— Description of the task —
Given the listing below, write out exactly the lines starting with the line that has "TARGET = swirled cake batter" and going on through the line that has "TARGET = cloud", both kept.

— Material supplied —
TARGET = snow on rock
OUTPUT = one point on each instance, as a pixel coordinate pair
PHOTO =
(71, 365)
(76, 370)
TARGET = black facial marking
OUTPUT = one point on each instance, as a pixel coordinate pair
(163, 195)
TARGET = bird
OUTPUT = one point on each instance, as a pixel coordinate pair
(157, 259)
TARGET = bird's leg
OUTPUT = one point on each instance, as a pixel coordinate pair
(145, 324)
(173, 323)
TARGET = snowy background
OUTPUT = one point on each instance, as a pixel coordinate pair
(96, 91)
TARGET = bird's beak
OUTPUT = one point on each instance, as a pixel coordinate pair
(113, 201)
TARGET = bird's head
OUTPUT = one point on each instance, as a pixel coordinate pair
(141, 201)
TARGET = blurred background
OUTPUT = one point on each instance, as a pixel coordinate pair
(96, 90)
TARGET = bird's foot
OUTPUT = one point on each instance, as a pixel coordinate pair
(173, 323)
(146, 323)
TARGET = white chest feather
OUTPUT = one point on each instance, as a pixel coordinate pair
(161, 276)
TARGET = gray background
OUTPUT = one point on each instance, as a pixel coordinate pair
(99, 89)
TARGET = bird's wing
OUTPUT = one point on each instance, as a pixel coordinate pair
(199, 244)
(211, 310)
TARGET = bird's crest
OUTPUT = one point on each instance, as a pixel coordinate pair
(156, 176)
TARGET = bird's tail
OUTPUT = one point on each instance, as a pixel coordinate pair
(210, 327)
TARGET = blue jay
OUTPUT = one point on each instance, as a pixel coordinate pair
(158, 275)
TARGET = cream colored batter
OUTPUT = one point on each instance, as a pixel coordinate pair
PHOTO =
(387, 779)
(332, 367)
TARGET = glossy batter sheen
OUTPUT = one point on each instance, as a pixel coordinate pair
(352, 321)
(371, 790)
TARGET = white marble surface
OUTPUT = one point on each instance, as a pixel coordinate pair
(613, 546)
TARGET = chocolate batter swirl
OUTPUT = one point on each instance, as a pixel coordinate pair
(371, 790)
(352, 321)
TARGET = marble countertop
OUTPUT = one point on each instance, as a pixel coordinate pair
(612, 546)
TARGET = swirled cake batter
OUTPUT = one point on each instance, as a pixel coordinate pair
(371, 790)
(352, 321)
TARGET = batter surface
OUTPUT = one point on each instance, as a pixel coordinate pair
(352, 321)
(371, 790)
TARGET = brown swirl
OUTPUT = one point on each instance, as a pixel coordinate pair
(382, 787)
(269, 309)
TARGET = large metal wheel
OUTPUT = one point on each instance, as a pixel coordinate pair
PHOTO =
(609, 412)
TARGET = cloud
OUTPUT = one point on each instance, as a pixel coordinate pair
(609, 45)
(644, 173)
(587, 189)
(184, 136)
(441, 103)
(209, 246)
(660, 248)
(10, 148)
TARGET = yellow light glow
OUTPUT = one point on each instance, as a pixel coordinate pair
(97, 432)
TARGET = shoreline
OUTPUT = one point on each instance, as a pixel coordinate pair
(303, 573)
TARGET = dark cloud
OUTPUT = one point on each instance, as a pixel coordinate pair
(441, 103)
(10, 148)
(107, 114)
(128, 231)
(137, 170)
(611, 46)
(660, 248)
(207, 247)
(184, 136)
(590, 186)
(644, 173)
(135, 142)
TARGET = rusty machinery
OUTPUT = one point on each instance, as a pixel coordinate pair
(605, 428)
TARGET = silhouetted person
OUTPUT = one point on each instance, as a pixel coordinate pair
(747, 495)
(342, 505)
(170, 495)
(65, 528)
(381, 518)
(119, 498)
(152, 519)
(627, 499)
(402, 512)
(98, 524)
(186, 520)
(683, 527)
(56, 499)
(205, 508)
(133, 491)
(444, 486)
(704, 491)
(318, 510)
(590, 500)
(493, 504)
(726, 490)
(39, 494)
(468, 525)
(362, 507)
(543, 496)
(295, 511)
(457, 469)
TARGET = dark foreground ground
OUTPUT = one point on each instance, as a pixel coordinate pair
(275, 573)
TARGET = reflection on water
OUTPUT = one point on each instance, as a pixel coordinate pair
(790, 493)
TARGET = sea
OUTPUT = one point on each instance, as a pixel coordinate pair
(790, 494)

==

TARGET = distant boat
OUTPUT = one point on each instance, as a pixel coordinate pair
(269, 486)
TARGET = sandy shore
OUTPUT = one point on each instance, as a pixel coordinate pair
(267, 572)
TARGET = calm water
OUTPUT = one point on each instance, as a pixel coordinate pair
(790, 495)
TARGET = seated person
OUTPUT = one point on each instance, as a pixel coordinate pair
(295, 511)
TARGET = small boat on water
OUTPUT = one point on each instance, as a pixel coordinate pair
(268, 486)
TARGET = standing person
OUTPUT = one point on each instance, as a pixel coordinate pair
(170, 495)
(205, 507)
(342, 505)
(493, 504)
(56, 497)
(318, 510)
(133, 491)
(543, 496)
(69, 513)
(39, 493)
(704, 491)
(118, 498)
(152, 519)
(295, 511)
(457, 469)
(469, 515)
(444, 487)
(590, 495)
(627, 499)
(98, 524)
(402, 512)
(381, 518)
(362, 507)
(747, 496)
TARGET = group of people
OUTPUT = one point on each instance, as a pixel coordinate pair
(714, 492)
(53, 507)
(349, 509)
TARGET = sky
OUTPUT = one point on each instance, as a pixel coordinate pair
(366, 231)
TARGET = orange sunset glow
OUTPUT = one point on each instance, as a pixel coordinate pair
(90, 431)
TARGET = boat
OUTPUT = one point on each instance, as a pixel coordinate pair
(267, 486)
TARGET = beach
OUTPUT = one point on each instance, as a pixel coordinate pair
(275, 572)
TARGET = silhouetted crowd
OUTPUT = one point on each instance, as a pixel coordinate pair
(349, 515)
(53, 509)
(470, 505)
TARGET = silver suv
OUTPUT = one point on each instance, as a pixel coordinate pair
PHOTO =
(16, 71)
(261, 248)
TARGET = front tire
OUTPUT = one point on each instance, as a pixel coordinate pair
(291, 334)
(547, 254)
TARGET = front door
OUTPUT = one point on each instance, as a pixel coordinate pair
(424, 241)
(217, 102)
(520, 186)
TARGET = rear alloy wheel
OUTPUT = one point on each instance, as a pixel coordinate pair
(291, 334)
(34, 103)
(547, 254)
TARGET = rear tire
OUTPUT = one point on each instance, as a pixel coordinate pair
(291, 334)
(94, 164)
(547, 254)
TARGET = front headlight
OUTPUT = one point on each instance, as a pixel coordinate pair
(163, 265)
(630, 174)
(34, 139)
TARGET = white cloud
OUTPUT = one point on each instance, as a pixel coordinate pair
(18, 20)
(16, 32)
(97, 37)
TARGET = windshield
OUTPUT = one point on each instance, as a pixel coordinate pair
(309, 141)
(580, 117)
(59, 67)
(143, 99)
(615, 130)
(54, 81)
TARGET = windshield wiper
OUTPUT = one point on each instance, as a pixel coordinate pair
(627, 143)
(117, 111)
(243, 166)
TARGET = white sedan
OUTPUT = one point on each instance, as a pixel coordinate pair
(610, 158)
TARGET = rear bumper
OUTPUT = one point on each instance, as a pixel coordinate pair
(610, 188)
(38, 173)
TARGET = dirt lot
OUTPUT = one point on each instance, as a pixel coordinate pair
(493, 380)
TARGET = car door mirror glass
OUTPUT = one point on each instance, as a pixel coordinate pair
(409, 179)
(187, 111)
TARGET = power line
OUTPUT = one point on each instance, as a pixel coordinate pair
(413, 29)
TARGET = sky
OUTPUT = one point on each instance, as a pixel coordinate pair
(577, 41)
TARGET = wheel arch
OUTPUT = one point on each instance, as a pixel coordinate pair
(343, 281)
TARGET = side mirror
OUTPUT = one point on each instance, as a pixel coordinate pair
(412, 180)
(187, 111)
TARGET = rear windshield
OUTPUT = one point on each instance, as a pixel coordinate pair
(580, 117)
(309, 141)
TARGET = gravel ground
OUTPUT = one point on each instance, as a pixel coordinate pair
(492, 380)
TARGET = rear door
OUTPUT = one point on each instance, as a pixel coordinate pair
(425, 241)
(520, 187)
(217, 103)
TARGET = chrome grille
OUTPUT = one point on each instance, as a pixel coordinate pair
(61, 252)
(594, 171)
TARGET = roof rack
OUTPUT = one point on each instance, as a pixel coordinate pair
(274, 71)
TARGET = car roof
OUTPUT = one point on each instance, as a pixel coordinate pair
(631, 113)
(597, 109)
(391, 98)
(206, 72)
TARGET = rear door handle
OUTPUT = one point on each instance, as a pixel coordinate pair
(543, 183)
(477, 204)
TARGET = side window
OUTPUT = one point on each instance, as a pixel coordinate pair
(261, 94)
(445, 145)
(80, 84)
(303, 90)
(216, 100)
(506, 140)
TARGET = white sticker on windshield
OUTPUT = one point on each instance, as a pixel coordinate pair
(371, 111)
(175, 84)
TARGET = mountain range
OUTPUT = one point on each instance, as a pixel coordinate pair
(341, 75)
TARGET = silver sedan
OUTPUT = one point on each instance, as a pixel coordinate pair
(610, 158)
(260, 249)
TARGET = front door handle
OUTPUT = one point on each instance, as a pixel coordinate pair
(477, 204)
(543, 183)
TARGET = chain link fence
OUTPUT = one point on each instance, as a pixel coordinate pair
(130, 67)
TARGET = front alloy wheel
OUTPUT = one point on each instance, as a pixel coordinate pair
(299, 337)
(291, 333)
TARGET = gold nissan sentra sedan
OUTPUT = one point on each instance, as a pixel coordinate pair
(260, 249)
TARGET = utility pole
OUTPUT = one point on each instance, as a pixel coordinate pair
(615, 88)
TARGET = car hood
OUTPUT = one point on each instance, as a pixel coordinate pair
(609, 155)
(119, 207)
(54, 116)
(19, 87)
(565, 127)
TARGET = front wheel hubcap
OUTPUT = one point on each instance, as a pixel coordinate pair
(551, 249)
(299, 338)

— Final answer —
TARGET = swirled cake batter
OUTPUT = one point on each instance, as a pixel coordinate pair
(371, 790)
(352, 321)
TARGET = batter surface
OUTPUT = one point on each instance, as a pixel coordinate pair
(352, 321)
(371, 790)
TARGET = brown swirl
OUTPUT = one point on each instance, as a pixel coordinate pair
(382, 787)
(269, 309)
TARGET = large metal wheel
OUTPUT = one point on each instance, as a pixel coordinate pair
PHOTO =
(609, 412)
TARGET = cloud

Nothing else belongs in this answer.